ZIEL:
Führen Sie den Text zur Wohnsiedlung Riedacker im Anschluss an seinen letzten Satz fort.

SEITENAUSZUG:
Wohnsiedlung Riedacker
Zürich-Schwamendingen, 2018–2023
Projektwettbewerb, 2018, 1. Preis

Stadtraum und Quartier
Der von A. H. Steiner um 1948 als Gartenstadt entworfene Stadtteil Schwamendingen besitzt noch heute seine Gültigkeit und hat viel von seinem ursprünglichen Charakter als Zürichs «Gartenzimmer» behalten. Er zeichnet sich durch Wohnquartiere mit zeilenförmigen Bauten von geringer Dichte und Höhe sowie durchlässige Aussenräume aus. Weitläufige Rasenflächen und oftmals feine Abstufungen der Nutzungsintensitäten und Öffentlichkeitsgrade prägen den Charakter des Freiraums. Infolge der anstehenden Erneuerung von grossen Baufeldern im gesamten Stadtteil stellt sich die Frage, ob und in welcher Art die bestehenden Qualitäten trotz der deutlich höheren Bebauungsdichte beibehalten werden können. Wir sind der Meinung, dass die Eigenarten des Steinerplans – der durchgrünte Stadtkörper mit offener Siedlungsstruktur – gerade heute einer zeitgemässen Wohnvorstellung entsprechen und weiterentwickelt werden können.

Datensätze aus einer Datenquelle:
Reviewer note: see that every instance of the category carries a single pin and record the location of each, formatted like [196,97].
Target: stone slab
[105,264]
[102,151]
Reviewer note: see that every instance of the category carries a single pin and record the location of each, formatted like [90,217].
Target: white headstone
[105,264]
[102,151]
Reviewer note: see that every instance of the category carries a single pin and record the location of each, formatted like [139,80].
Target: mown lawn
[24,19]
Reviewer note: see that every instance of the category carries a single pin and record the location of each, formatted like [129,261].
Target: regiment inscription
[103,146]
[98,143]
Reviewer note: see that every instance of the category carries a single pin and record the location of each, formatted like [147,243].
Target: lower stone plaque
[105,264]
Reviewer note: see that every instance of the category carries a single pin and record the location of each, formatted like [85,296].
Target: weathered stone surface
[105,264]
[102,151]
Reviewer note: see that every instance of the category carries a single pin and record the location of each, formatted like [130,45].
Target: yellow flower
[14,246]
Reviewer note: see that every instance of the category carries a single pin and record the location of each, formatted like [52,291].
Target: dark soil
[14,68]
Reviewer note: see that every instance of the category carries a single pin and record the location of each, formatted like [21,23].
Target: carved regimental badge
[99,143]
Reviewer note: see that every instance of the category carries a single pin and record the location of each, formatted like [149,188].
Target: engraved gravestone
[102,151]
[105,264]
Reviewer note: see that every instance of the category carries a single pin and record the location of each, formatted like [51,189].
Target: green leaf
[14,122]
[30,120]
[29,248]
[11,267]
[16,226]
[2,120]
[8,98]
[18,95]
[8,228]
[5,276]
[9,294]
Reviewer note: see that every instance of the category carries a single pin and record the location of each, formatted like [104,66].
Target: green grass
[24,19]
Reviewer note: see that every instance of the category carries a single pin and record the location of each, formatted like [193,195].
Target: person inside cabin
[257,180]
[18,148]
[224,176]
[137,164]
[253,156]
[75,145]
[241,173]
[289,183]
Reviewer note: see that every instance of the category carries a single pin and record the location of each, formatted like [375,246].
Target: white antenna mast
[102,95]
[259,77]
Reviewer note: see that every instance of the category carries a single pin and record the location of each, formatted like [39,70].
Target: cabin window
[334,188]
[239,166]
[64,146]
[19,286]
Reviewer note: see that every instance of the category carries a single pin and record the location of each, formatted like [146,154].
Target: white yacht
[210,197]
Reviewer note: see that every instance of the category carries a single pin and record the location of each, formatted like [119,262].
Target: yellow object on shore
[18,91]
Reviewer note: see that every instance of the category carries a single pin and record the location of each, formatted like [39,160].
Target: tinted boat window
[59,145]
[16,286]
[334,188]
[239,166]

ANTWORT UNTEN:
Die geplante Wohnüberbauung Riedacker liegt am Rande dieses noch weitgehend aus Altbauten bestehenden, homogenen Stadtkörpers. Hier treffen öffentliche Einrichtungen wie die Kirche auf Einfamilienhäuser, spätmoderne Stadtstrukturen auf neuere Fragmente, wie den quadratischen Block im Norden. Westlich des Wettbewerbsperimeters, zwischen Glattwiesenstrasse und Luchswiesenstrasse, liegt ein Gestaltungsplan über mehrere Parzellen vor. Dieser sieht mit vier- bis fünfgeschossigen Zeilenbauten eine sehr direkte Weiterführung der Bebauungsstruktur des Steinerplans vor. Da das Grundstück der Kirchengemeinde, auf welchem mittelfristig ein Ersatzneubau erstellt werden soll, die Grösse für eine Arealüberbauung nicht erreicht, werden auch auf dieser Parzelle die Neubauten die Höhe von maximal vier bis fünf Geschossen nicht übersteigen. Zusammen mit den realisierten und den sich momentan im Bau befindenden Ersatzneubauten werden somit auch in Zukunft zwischen dem Schwamendingerplatz und dem Projektperimeter Eigenschaften der steinerschen Gartenstadt den Charakter des Quartiers prägen.
Im Osten des Perimeters, entlang der Altwiesenstrasse bis hin zum Bahnhof Stettbach, verändert sich die Bebauungsstruktur zu einem heterogen bebauten Gebiet. Nebst den Einfamilienhäusern aus der Gründerzeit an der Riedackerstrasse und einzelnen, geschützten Zeilenbauten der Gartenstadt finden sich grosse Gebiete mit spätmodernen, städtebaulichen Mustern. In den letzten Jahren sind östlich des Projektperimeter bis zum Bahnhof Stettbach grossflächige, solitäre Arealüberbauungen mit zum Teil ganz unterschiedlichen Identitäten entstanden.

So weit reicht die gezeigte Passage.